> [WORK ITEM]:
Nothing in the records may be altered; repeat them exactly.

> [MATERIAL TO PROCESS]:
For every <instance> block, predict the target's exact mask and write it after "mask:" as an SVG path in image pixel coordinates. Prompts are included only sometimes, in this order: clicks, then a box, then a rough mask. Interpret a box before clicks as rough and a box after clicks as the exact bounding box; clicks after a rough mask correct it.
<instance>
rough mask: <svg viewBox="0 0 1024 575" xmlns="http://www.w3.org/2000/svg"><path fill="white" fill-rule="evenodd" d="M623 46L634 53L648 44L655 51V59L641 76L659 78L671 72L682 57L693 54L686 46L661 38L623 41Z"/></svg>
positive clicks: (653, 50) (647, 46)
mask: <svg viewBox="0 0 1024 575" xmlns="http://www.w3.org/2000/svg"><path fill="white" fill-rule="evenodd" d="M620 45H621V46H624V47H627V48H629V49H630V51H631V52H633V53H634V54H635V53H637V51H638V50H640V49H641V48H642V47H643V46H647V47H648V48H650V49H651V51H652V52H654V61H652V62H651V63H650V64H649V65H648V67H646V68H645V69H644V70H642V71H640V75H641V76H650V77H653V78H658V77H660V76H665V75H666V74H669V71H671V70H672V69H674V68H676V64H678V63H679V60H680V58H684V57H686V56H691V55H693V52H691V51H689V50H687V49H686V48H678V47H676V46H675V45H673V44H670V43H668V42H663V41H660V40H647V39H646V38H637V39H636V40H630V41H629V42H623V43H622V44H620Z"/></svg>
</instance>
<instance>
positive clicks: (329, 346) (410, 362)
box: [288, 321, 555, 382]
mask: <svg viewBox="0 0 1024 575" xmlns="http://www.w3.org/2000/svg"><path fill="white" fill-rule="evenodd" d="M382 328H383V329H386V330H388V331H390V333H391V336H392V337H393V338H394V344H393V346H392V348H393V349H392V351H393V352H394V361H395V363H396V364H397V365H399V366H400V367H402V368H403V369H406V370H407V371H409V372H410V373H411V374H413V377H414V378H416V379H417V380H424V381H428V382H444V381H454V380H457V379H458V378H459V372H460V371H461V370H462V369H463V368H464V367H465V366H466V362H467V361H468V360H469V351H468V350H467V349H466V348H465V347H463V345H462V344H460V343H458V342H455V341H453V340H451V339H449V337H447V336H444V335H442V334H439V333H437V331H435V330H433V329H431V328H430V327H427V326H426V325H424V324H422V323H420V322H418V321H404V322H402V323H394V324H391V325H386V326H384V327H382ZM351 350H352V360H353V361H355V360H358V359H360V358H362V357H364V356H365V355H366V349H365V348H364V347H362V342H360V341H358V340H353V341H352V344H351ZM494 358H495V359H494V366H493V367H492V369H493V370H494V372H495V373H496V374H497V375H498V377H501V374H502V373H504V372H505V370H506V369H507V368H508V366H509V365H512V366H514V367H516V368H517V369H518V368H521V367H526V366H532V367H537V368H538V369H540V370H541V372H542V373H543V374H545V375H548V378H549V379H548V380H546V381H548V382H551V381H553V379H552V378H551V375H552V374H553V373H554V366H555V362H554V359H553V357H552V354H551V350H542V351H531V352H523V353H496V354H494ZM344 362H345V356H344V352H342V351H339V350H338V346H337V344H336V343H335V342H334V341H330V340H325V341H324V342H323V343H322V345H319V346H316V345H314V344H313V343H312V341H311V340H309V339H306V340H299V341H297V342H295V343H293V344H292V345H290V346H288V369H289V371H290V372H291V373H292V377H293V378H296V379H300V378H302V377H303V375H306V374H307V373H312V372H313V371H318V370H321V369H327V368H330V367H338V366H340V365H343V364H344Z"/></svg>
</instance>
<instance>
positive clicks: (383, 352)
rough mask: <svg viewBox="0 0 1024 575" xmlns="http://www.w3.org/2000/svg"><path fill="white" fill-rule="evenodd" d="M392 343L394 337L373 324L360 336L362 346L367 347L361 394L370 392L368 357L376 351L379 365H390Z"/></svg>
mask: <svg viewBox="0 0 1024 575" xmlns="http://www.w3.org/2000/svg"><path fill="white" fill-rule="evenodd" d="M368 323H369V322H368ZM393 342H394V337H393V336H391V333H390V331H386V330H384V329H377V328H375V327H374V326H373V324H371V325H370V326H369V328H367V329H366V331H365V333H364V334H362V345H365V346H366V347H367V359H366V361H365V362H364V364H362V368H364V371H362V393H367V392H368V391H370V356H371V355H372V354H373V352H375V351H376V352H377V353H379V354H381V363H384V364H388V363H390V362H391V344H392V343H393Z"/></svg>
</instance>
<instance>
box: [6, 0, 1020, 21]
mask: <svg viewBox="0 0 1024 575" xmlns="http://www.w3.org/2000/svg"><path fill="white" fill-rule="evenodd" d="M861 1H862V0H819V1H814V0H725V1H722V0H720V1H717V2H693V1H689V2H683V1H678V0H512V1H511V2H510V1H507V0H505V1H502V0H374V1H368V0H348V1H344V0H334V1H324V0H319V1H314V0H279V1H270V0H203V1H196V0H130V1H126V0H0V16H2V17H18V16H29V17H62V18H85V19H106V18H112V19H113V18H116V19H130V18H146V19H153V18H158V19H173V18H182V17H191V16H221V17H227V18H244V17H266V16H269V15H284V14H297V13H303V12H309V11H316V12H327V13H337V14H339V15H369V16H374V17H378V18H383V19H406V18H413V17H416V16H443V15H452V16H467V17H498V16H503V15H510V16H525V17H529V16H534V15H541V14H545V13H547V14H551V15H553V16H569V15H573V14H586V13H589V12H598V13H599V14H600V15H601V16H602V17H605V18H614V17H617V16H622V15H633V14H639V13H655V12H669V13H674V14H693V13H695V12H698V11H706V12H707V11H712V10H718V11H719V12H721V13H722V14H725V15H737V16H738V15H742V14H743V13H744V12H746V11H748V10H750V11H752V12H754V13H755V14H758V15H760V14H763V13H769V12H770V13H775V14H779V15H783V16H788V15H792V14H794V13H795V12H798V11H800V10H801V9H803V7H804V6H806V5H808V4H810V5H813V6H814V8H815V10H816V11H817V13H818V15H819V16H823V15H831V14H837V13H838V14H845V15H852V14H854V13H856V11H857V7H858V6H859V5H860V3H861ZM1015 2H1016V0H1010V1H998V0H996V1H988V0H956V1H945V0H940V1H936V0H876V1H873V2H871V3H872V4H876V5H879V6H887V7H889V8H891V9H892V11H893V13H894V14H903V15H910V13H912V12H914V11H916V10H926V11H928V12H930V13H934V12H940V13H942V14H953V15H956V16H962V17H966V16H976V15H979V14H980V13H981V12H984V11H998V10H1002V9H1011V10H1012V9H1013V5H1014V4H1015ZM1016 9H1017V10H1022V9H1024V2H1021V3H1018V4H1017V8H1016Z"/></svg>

> [TASK ANSWER]:
For every <instance> block, predict the target's exact mask and write it after "mask:" as an SVG path in image pixel coordinates. Prompts are included only sometimes, in this order: clicks, then a box, then a rough mask. Interpret a box before clicks as rough and a box after clicks as the exact bounding box; clicks after a rough mask correct it.
<instance>
rough mask: <svg viewBox="0 0 1024 575" xmlns="http://www.w3.org/2000/svg"><path fill="white" fill-rule="evenodd" d="M623 46L634 53L648 44L655 51V59L641 76L659 78L671 72L682 57L693 54L686 46L661 38L623 41Z"/></svg>
positive clicks: (653, 50) (647, 46)
mask: <svg viewBox="0 0 1024 575" xmlns="http://www.w3.org/2000/svg"><path fill="white" fill-rule="evenodd" d="M620 45H621V46H624V47H627V48H629V49H630V51H631V52H633V53H634V54H635V53H637V51H638V50H640V49H641V48H642V47H643V46H647V47H648V48H650V49H651V51H652V52H654V61H652V62H651V63H650V64H649V65H648V67H646V68H645V69H644V70H642V71H640V75H641V76H650V77H653V78H658V77H660V76H665V75H666V74H669V71H671V70H672V69H674V68H676V64H678V63H679V60H680V58H684V57H686V56H691V55H693V52H691V51H689V50H687V49H686V48H678V47H676V46H675V45H673V44H670V43H668V42H663V41H660V40H647V39H646V38H637V39H636V40H630V41H629V42H623V43H622V44H620Z"/></svg>
</instance>
<instance>
positive clicks: (329, 346) (410, 362)
box: [288, 321, 555, 382]
mask: <svg viewBox="0 0 1024 575" xmlns="http://www.w3.org/2000/svg"><path fill="white" fill-rule="evenodd" d="M382 328H383V329H386V330H388V331H390V333H391V336H392V337H393V338H394V344H393V346H392V348H393V349H392V351H393V352H394V361H395V363H396V364H397V365H399V366H400V367H402V368H403V369H406V370H407V371H409V372H410V373H411V374H413V377H414V378H416V379H417V380H424V381H428V382H444V381H454V380H457V379H458V378H459V372H460V371H461V370H462V369H463V368H464V367H465V366H466V362H467V361H468V360H469V351H468V350H467V349H466V348H465V347H463V345H462V344H460V343H458V342H455V341H453V340H451V339H449V337H447V336H444V335H442V334H439V333H437V331H435V330H433V329H431V328H430V327H427V326H426V325H424V324H422V323H420V322H418V321H404V322H402V323H394V324H391V325H386V326H384V327H382ZM351 350H352V360H353V361H355V360H358V359H360V358H362V357H364V356H365V355H366V349H365V348H364V347H362V342H360V341H358V340H353V341H352V344H351ZM494 358H495V359H494V366H493V367H492V369H493V370H494V372H495V373H496V374H497V375H498V377H501V374H502V373H504V372H505V370H506V369H507V368H508V366H509V365H512V366H514V367H516V368H517V369H518V368H521V367H526V366H532V367H537V368H538V369H540V370H541V372H542V373H543V374H545V375H548V378H549V379H548V380H546V381H548V382H551V381H553V379H552V378H551V375H552V374H553V373H554V366H555V362H554V359H553V357H552V354H551V350H542V351H531V352H523V353H496V354H494ZM344 362H345V356H344V352H342V351H339V350H338V346H337V344H336V343H335V342H334V341H330V340H325V341H324V342H323V343H322V345H319V346H316V345H314V344H313V343H312V341H311V340H309V339H306V340H299V341H297V342H295V343H293V344H292V345H290V346H288V369H289V371H290V372H291V373H292V377H293V378H296V379H300V378H302V377H303V375H306V374H307V373H312V372H313V371H318V370H321V369H327V368H330V367H338V366H340V365H343V364H344Z"/></svg>
</instance>
<instance>
positive clicks: (383, 352)
rough mask: <svg viewBox="0 0 1024 575" xmlns="http://www.w3.org/2000/svg"><path fill="white" fill-rule="evenodd" d="M392 343L394 337L373 324L360 336L362 346L367 347L361 394L370 392L368 357L376 351L379 365H390Z"/></svg>
mask: <svg viewBox="0 0 1024 575" xmlns="http://www.w3.org/2000/svg"><path fill="white" fill-rule="evenodd" d="M368 323H369V322H368ZM393 342H394V337H393V336H391V333H390V331H386V330H384V329H377V328H375V327H374V326H373V324H371V325H370V326H369V328H367V329H366V331H365V333H364V334H362V345H365V346H366V347H367V359H366V361H365V362H364V364H362V368H364V371H362V393H367V392H368V391H370V356H371V355H372V354H373V352H375V351H376V352H377V353H379V354H381V363H384V364H388V363H390V362H391V344H392V343H393Z"/></svg>
</instance>
<instance>
box: [6, 0, 1020, 21]
mask: <svg viewBox="0 0 1024 575" xmlns="http://www.w3.org/2000/svg"><path fill="white" fill-rule="evenodd" d="M861 1H862V0H819V1H814V0H725V1H722V0H720V1H717V2H693V1H689V2H683V1H678V0H512V1H511V2H510V1H507V0H505V1H502V0H374V1H368V0H348V1H344V0H334V1H324V0H319V1H314V0H279V1H270V0H203V1H196V0H130V1H126V0H0V16H2V17H18V16H29V17H62V18H85V19H106V18H112V19H113V18H116V19H130V18H146V19H153V18H158V19H173V18H182V17H191V16H221V17H227V18H244V17H266V16H269V15H284V14H297V13H303V12H309V11H316V12H327V13H337V14H339V15H369V16H374V17H378V18H383V19H406V18H413V17H416V16H443V15H452V16H467V17H498V16H503V15H510V16H525V17H529V16H534V15H541V14H545V13H547V14H551V15H553V16H569V15H573V14H586V13H589V12H598V13H599V14H600V15H601V16H602V17H605V18H614V17H617V16H622V15H633V14H639V13H655V12H669V13H674V14H693V13H695V12H698V11H706V12H707V11H712V10H718V11H719V12H721V13H722V14H725V15H737V16H738V15H742V14H743V13H744V12H746V11H748V10H750V11H752V12H754V13H755V14H758V15H760V14H763V13H769V12H770V13H775V14H779V15H783V16H788V15H792V14H794V13H795V12H798V11H800V10H801V9H803V7H804V6H806V5H808V4H810V5H813V6H814V8H815V10H816V11H817V13H818V15H819V16H823V15H831V14H837V13H838V14H845V15H852V14H854V13H856V11H857V7H858V6H859V5H860V3H861ZM1015 2H1016V0H1010V1H998V0H996V1H988V0H956V1H945V0H940V1H936V0H876V1H873V2H871V3H872V4H876V5H879V6H887V7H889V8H891V9H892V11H893V13H894V14H903V15H910V13H912V12H914V11H916V10H926V11H928V12H930V13H934V12H940V13H942V14H953V15H956V16H962V17H966V16H976V15H979V14H980V13H981V12H984V11H998V10H1002V9H1011V10H1012V9H1013V5H1014V4H1015ZM1016 9H1017V10H1022V9H1024V2H1021V3H1018V4H1017V8H1016Z"/></svg>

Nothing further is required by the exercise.